──────── Exercise input

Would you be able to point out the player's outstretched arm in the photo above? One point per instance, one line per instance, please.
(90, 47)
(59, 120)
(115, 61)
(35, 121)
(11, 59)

────────────────

• To do:
Rewrite the listing, switching "outstretched arm" to "raised hand" and leaving everything else unchanged.

• Solution for this exercise:
Would you be able to point out the player's raised hand in the photo above? One point per instance, one line per instance, please.
(90, 47)
(59, 120)
(115, 61)
(35, 121)
(11, 59)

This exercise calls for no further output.